Extrait:
------------------------------------------------------------

Publié par Mediapart le 16 décembre 2024
Des logements détruits à Combani, Mayotte, le 15 décembre 2024. © Photo Handout / Sécurité Civile / AFP
[…] « C’est une véritable catastrophe, nous sommes à terre, mais qui est surpris ? », témoigne Anssiffoudine Port Saïd, un syndicaliste qui se désole de voir « tous les arbres arrachés » et qui se demande combien de personnes ont péri sous les amas de tôle. « Ce qu’on vit en ce moment, on savait que ça arriverait. Tout était écrit, sauf la date », renchérit un élu qui a vu le toit de sa maison emporté par les vents, témoignant sous couvert d’anonymat.
Il y a à peine neuf mois, le préfet avait admis devant une mission parlementaire qu’en cas d’épisode de ce type (il pensait alors surtout à un événement sismique), ce serait la « catastrophe absolue ». Et pour cause : personne, pas même l’État, n’était prêt à y faire face.

------------------------------------------------------------

Consigne donnée 1: D'après l'extrait sur Mayotte, à quel type d'événement le préfet pensait-il surtout devant la mission parlementaire ?
Consigne donnée 2: Recopiez le passage de l'extrait sur Mayotte qui commence aux mots « Publié par Mediapart » et s'arrête après les mots « y faire face. ».
Les lignes qui viennent ensuite n'ont aucun lien avec l'extrait.

Entrées de segmentation d'images
------------------------------------------------------------

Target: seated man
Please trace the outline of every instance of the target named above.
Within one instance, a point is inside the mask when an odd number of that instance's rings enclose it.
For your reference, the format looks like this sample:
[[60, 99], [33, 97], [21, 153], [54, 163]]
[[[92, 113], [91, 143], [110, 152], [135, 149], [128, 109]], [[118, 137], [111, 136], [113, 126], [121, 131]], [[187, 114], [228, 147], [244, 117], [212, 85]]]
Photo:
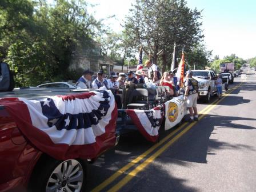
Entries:
[[120, 73], [119, 75], [117, 78], [117, 81], [119, 82], [119, 89], [123, 89], [123, 85], [125, 85], [125, 74], [124, 73]]
[[118, 91], [119, 82], [117, 80], [117, 75], [115, 72], [110, 73], [110, 78], [107, 79], [107, 85], [113, 92], [116, 93]]
[[76, 85], [77, 89], [91, 89], [91, 76], [93, 72], [89, 69], [85, 70], [83, 73], [83, 75], [77, 81]]
[[126, 78], [125, 81], [125, 85], [126, 85], [129, 82], [131, 82], [135, 84], [138, 84], [138, 80], [133, 75], [133, 71], [128, 71], [128, 77]]
[[111, 90], [115, 97], [115, 100], [117, 103], [117, 108], [122, 108], [122, 100], [120, 95], [118, 94], [119, 82], [117, 80], [117, 75], [115, 72], [110, 73], [110, 79], [107, 79], [109, 87]]
[[169, 81], [171, 83], [174, 91], [174, 97], [178, 96], [179, 90], [179, 86], [180, 85], [178, 85], [179, 82], [179, 78], [174, 76], [174, 74], [171, 71], [169, 71]]
[[142, 77], [142, 73], [140, 71], [136, 71], [135, 73], [136, 78], [138, 80], [138, 83], [145, 83], [144, 81], [144, 78]]
[[106, 89], [109, 89], [107, 80], [103, 78], [103, 74], [104, 72], [102, 70], [98, 71], [97, 78], [95, 79], [91, 83], [93, 85], [93, 88], [99, 89], [101, 87], [105, 86]]

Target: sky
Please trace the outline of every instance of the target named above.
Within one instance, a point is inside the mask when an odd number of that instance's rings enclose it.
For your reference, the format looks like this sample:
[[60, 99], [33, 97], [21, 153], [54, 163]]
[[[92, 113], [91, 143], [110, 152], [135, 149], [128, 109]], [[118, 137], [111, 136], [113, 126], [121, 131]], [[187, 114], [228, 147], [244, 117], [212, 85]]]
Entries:
[[[98, 5], [89, 11], [97, 19], [115, 15], [105, 21], [113, 31], [121, 23], [135, 0], [87, 0]], [[213, 56], [220, 58], [235, 54], [245, 59], [256, 57], [256, 1], [187, 0], [187, 6], [202, 11], [204, 43]]]

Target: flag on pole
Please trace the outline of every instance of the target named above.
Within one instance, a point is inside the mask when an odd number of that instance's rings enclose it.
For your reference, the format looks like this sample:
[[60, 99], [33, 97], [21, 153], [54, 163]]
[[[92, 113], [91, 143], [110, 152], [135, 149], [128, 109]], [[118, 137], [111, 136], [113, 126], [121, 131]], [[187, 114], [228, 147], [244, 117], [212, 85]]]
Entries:
[[150, 110], [128, 109], [126, 111], [142, 135], [147, 141], [155, 142], [165, 115], [164, 105]]
[[171, 65], [171, 71], [173, 71], [175, 68], [176, 68], [176, 53], [175, 53], [176, 43], [174, 42], [174, 48], [173, 49], [173, 61]]
[[115, 144], [117, 109], [110, 91], [7, 98], [0, 105], [30, 142], [57, 159], [95, 158]]
[[179, 79], [179, 83], [181, 84], [181, 87], [183, 87], [184, 81], [184, 70], [185, 70], [185, 54], [182, 50], [182, 54], [181, 57], [181, 60], [178, 67], [177, 73], [176, 73], [176, 77]]
[[141, 46], [139, 52], [139, 61], [138, 62], [138, 66], [136, 71], [142, 71], [143, 63], [142, 63], [142, 47]]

------------------------------------------------------------

Réponse finale 1: À un événement sismique.

Réponse finale 2:
Publié par Mediapart le 16 décembre 2024
Des logements détruits à Combani, Mayotte, le 15 décembre 2024. © Photo Handout / Sécurité Civile / AFP
[…] « C’est une véritable catastrophe, nous sommes à terre, mais qui est surpris ? », témoigne Anssiffoudine Port Saïd, un syndicaliste qui se désole de voir « tous les arbres arrachés » et qui se demande combien de personnes ont péri sous les amas de tôle. « Ce qu’on vit en ce moment, on savait que ça arriverait. Tout était écrit, sauf la date », renchérit un élu qui a vu le toit de sa maison emporté par les vents, témoignant sous couvert d’anonymat.
Il y a à peine neuf mois, le préfet avait admis devant une mission parlementaire qu’en cas d’épisode de ce type (il pensait alors surtout à un événement sismique), ce serait la « catastrophe absolue ». Et pour cause : personne, pas même l’État, n’était prêt à y faire face.